▶ **SUPPLIED MATERIAL**
□ □ □ □

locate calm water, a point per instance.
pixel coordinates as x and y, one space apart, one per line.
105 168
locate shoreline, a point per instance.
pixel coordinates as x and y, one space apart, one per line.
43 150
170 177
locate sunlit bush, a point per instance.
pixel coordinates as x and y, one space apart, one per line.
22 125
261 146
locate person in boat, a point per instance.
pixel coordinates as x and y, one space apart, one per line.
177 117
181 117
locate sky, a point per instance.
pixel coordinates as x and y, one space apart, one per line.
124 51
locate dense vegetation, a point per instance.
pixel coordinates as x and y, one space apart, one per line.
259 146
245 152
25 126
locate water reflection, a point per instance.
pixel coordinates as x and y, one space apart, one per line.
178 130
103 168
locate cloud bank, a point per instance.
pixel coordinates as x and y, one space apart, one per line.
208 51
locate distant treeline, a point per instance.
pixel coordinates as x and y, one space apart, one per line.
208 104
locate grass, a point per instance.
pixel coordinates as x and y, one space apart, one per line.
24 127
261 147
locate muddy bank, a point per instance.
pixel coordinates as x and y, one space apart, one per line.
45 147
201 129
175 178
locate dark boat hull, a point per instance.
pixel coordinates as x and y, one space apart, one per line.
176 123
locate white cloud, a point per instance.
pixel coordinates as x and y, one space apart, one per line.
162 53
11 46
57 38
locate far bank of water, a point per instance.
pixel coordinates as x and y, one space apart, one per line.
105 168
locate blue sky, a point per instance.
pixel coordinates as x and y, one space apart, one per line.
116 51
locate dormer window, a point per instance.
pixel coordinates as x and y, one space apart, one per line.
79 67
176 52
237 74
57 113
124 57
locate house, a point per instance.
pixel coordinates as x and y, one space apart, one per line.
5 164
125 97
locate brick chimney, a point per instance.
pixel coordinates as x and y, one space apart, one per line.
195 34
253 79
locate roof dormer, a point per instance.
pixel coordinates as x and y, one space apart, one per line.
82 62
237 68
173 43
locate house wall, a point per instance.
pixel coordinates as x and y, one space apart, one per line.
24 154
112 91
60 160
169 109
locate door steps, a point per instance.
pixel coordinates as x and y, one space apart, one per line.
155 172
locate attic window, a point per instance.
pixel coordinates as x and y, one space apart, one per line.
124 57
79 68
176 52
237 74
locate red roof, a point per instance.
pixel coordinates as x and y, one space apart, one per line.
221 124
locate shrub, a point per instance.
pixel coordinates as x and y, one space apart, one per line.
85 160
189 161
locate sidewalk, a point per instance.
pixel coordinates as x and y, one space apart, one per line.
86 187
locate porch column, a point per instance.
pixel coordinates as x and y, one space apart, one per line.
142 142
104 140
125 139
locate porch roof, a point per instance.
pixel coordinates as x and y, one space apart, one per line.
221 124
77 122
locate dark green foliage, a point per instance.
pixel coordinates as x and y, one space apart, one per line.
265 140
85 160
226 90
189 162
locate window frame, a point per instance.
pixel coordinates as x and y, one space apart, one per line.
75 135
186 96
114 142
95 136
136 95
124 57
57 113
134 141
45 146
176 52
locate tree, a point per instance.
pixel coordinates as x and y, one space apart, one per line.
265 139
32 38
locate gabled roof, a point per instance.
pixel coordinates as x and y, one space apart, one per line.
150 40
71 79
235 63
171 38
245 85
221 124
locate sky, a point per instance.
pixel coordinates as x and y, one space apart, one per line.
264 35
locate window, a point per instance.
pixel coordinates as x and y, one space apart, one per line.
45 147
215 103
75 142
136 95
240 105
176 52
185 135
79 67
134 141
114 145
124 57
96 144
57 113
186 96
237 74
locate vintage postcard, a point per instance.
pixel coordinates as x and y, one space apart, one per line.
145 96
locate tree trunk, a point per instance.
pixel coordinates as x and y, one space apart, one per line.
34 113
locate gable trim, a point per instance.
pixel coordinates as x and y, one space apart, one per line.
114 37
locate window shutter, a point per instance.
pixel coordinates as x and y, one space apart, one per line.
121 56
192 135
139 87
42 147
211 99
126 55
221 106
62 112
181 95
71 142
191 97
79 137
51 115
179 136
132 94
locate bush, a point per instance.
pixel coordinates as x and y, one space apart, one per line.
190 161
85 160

□ □ □ □

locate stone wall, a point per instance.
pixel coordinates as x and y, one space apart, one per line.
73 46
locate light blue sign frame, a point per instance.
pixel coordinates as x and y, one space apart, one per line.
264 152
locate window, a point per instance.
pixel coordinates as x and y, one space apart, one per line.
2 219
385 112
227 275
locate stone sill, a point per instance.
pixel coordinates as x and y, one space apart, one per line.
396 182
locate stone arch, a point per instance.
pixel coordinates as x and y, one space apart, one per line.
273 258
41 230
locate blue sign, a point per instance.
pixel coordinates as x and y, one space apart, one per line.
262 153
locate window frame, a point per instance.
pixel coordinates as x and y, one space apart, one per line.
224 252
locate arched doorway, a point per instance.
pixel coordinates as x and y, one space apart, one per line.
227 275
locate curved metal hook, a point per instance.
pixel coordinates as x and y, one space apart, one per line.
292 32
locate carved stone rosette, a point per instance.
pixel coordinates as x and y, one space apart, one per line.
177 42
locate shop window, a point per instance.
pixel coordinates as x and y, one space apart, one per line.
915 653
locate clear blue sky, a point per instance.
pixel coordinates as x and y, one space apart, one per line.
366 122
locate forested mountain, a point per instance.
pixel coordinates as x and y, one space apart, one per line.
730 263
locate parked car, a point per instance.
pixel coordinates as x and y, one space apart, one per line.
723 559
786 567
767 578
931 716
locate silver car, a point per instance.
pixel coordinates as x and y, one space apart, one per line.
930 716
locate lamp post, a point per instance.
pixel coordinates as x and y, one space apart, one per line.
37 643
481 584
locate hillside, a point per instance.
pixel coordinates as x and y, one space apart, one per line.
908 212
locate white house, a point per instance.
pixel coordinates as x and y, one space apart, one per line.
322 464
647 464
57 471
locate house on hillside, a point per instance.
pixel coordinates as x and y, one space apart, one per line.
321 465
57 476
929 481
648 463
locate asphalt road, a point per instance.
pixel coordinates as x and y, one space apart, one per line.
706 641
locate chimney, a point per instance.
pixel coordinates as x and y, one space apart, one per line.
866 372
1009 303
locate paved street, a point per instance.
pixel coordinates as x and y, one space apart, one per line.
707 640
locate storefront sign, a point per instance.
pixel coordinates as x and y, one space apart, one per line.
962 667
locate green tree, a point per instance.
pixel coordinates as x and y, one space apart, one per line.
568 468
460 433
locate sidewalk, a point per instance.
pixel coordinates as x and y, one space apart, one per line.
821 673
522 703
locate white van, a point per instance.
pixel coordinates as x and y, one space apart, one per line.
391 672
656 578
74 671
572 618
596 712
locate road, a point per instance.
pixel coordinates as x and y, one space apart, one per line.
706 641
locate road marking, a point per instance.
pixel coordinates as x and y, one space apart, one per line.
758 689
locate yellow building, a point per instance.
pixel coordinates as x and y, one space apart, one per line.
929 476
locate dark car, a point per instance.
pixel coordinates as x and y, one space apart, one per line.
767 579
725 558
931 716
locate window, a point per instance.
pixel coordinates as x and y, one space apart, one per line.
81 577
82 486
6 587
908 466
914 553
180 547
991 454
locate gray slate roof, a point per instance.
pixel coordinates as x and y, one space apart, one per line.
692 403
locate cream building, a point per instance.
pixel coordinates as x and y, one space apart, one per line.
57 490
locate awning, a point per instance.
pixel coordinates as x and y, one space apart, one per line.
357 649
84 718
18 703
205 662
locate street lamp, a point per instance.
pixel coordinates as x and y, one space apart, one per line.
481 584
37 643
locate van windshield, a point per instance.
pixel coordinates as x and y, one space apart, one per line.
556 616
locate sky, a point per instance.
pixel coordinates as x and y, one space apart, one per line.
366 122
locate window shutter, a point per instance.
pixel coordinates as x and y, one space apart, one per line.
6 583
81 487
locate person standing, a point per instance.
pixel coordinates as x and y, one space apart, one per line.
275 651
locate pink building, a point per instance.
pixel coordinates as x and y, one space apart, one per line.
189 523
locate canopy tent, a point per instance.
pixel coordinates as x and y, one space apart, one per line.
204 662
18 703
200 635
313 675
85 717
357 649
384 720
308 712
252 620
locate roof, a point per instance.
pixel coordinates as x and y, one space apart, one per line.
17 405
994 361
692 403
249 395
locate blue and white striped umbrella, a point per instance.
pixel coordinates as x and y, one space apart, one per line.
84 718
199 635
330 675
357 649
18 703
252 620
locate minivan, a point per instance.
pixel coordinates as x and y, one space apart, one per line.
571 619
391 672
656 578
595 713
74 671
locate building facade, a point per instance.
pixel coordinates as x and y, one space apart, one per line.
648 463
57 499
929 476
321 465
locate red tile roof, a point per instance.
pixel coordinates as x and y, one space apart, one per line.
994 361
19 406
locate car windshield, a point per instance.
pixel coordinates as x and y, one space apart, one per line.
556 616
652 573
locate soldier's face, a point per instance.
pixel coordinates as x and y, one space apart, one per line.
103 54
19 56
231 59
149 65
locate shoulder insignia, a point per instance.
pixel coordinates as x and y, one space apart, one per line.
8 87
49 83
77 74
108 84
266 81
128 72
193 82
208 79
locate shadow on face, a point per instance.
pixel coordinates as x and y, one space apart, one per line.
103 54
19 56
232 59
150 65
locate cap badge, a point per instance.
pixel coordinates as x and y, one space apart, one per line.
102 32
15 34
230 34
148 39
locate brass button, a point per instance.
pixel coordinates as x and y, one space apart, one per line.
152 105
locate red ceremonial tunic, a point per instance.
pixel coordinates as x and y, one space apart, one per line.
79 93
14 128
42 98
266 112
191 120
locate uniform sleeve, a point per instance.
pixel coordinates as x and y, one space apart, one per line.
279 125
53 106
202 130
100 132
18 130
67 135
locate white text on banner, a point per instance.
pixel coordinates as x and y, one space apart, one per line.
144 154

□ □ □ □

▶ **YOUR TASK**
Which lines in the records contain the word "dormer"? Gather each of them and copy it out in full.

▶ **ANSWER TO THE EXERCISE**
locate dormer window, a point per instance.
locate roof dormer, a point per instance.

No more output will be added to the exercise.